# rosa o rosado



## gatogab

¿Este *taburete *es de color rosado o de color rosa?


----------



## Calambur

Yo diría que es _rosado_ o _de color de rosa_...

¡Felicitaciones!: en este hilo has llegado a los 5.000 _posts._


----------



## gatogab

De nuevo, gracias. Sea por la respuesta que por los congrats a mis 5.000


----------



## El peruano

Al decir rosa, me suena como si se estuviese comparando directamente con la flor del rosal. Si la buscas en un diccionario verás que primero aparece la definición de la flor y después mucho después como referencia al color.
Ya si buscas por "rosado" verás que va directamente al color.
Lo mismo sucede con naranja/anaranjado

saludos
Saludos


----------



## gatogab

Todo esto es verdad, El peruano.
Así podemos decir que es más usado _'rosado'_ que _'rosa' _o , como bien haces notar, se usa más _'anaranjado' _que_ 'naranja'._
Es como dice también Calambur: hay que decir _'color rosa' _y _'color naranja'_ para evitar confuciones entre colores, flores y frutos cítricos.

Gracias.


----------



## litelchau

Hola:
En España se diría normalmente _es rosa_ o _es de color rosa_.
_Rosado_ se usa menos, salvo para el vino.

Un saludo


----------



## XiaoRoel

Yo distingo usos. Para hablar del _color de la ropa o de un automóvil_ por ejemplo, usaría _rosa_ (v.g.: _lleva una camisa rosa, tiene un deportivo rosa_), para hablar de _vino_, como ya dijo litelchau, usaría únicamente _rosado_. Pero hay palabras que no se entenderían con rosa. _Tono, matiz, color_ suelen ir con _rosado_. Así diría: _un tono/matiz rosado_, o _el amanecer mostraba un bonito color rosado_. 
Supongo que las distintas modalidades diatópicas del español y los diversos idiolectos familiares y personales influirán en la elección.


----------



## gatogab

litelchau said:


> Hola:
> En España se diría normalmente _es rosa_ o _es de color rosa_.
> _Rosado_ se usa menos, salvo para el vino.

—————

# Por hacer
a: Enumere los nombres de todos los usuarios que publican mensajes en el extracto sobre «rosa» y «rosado».
b: Según litelchau en el extracto, ¿en qué caso se sigue usando «rosado» en España?
c: Reduzca a una lista breve el párrafo del extracto que empieza con «Yo distingo usos», conservando sus datos principales.
Los registros no intervienen en esta parte.

# Información mostrada
—————

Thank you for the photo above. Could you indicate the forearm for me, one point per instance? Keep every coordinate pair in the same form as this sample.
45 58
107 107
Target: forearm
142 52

—————

# Respuestas por tarea
a: gatogab, Calambur, El peruano, litelchau, XiaoRoel

b: Para el vino.

c:
- «Rosa» para el color de la ropa o de un automóvil (p. ej., «lleva una camisa rosa», «tiene un deportivo rosa»).
- Solo «rosado» para el vino.
- «Tono», «matiz» y «color» suelen ir con «rosado» (p. ej., «un tono/matiz rosado», «el amanecer mostraba un bonito color rosado»).
- En la elección probablemente influyen las modalidades diatópicas del español y los idiolectos familiares y personales.